◆ WHAT THE TASK ASKS ◆
Revise the rows that follow by replacing "Your reply" with "Your answer" wherever it appears, leaving everything else unchanged.

==*==

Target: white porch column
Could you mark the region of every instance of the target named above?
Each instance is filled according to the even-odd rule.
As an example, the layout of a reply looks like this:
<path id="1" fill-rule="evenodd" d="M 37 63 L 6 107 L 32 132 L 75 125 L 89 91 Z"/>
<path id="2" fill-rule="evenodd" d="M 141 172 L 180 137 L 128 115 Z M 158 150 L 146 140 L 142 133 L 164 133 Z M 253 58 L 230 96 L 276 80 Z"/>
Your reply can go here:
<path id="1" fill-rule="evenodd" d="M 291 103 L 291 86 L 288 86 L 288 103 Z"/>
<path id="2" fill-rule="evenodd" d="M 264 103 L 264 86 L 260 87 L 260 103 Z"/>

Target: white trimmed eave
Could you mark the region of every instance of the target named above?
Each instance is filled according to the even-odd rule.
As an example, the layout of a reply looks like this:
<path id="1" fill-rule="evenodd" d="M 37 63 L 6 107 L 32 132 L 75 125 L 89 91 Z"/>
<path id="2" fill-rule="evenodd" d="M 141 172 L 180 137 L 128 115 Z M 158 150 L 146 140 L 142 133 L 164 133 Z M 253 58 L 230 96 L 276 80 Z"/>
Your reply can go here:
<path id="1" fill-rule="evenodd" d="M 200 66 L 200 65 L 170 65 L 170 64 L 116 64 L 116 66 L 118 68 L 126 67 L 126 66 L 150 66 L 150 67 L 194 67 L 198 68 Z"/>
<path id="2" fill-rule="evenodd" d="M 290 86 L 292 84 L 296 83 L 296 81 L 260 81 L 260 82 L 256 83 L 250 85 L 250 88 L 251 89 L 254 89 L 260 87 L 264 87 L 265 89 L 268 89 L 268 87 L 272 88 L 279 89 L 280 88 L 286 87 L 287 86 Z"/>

==*==

◆ RESULT ◆
Target: white porch column
Could you mark the region of every instance of the target named above?
Each instance is filled according to the even-odd rule.
As an example, the layout of a reply looks like this:
<path id="1" fill-rule="evenodd" d="M 37 63 L 6 107 L 32 132 L 75 125 L 89 91 Z"/>
<path id="2" fill-rule="evenodd" d="M 141 172 L 180 137 L 128 115 Z M 158 150 L 146 140 L 142 133 L 164 133 Z M 253 58 L 230 96 L 276 80 Z"/>
Your answer can go here:
<path id="1" fill-rule="evenodd" d="M 291 103 L 291 86 L 288 86 L 288 103 Z"/>
<path id="2" fill-rule="evenodd" d="M 264 103 L 264 86 L 260 87 L 260 103 Z"/>

Target: white trimmed eave
Could you mark the region of every instance of the target named above?
Each instance is filled according to the even-odd rule.
As an example, the layout of a reply looks like this:
<path id="1" fill-rule="evenodd" d="M 37 63 L 6 107 L 32 132 L 75 125 L 89 91 Z"/>
<path id="2" fill-rule="evenodd" d="M 141 172 L 180 137 L 128 115 Z M 158 150 L 146 140 L 142 133 L 164 133 Z M 253 58 L 230 96 L 276 80 Z"/>
Your answer can go here:
<path id="1" fill-rule="evenodd" d="M 200 66 L 200 65 L 170 65 L 170 64 L 116 64 L 116 66 L 118 68 L 126 67 L 126 66 L 150 66 L 150 67 L 194 67 L 198 68 Z"/>
<path id="2" fill-rule="evenodd" d="M 290 86 L 292 84 L 296 83 L 296 81 L 260 81 L 260 82 L 256 83 L 250 85 L 250 88 L 251 89 L 254 89 L 260 87 L 264 87 L 265 89 L 268 89 L 268 87 L 272 88 L 279 89 L 280 88 L 286 87 L 287 86 Z"/>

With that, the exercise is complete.